Abstract

The concentration of platelets near the blood vessel wall is important because platelets survey the condition of the vessel wall and respond to injuries to it. Under arterial flow conditions, platelets are non-uniformly distributed across the vessel lumen and have a high concentration within a few microns of the vessel wall. This is believed to be a consequence of the complex motion of red blood cells which constitute a large fraction of the blood's volume. We use a novel lattice Boltzmann-immersed boundary method to simulate, in two dimensions, the motion of dense red blood cell suspensions and their effect on platelet-sized particles. We track the development of a red blood cell-free layer near the wall and the later development of the platelet near-wall excess. We find that the latter develops more quickly at high wall shear rates and that the magnitude of the excess and its proximity to the wall are dependent on haematocrit. Treating the simulation data as if it were generated by a drift–diffusion process, we find that the effective lateral platelet diffusivity depends strongly on lateral position; it has a magnitude of order of 10−6 cm2 s−1 over much of the lumen but drops to almost zero close to the wall. This large effective diffusivity over the core of the lumen combined with reduced space for platelets in this region because of the inward migration of red blood cells largely but not completely accounts for the observed platelet-concentration profiles. We present evidence for a highly localized red blood cell-induced platelet drift at the edge of the red cell-free layer and suggest a physical mechanism that may generate it.

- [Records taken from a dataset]
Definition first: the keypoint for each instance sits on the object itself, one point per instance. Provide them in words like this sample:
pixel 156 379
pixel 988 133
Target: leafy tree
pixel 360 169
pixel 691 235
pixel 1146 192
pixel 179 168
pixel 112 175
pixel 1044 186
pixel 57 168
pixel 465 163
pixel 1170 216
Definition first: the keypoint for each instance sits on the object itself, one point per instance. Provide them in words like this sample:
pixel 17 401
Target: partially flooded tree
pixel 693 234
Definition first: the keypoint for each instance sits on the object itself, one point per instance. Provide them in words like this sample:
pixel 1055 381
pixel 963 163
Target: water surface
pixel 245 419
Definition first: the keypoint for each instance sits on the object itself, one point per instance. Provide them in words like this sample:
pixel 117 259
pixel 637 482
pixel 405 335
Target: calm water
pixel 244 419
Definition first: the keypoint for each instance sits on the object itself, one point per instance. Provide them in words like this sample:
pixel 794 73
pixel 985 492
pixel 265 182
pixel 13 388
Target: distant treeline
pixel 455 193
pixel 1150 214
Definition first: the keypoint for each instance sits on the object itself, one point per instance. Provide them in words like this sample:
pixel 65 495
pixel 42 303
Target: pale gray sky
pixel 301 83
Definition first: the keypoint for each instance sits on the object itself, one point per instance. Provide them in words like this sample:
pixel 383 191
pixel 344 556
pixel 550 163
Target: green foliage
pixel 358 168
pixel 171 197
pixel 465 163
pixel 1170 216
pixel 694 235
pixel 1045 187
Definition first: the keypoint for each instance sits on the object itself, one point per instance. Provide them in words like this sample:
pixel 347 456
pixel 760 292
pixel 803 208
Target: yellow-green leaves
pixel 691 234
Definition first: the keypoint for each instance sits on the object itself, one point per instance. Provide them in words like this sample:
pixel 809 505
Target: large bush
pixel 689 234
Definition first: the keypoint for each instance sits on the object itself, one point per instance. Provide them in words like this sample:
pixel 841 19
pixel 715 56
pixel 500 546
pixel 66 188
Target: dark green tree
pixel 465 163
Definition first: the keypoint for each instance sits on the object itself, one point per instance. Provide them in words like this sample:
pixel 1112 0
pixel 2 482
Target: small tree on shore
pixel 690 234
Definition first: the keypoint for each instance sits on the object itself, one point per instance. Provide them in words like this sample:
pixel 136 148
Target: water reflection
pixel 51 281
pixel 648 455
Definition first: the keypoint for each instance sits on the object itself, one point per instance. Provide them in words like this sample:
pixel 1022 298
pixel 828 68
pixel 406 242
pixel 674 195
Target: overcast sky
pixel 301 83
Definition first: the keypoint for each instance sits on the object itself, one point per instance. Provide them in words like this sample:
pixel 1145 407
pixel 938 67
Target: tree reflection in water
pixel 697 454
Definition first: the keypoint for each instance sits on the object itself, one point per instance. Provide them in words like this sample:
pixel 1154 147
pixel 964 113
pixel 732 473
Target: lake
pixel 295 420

- [Exercise brief] Translate the sentence "We track the development of a red blood cell-free layer near the wall and the later development of the platelet near-wall excess." from the abstract on platelet concentration into Spanish.

- [Result for this task] Seguimos el desarrollo de una capa libre de glóbulos rojos cerca de la pared y el desarrollo posterior del exceso de plaquetas cerca de la pared.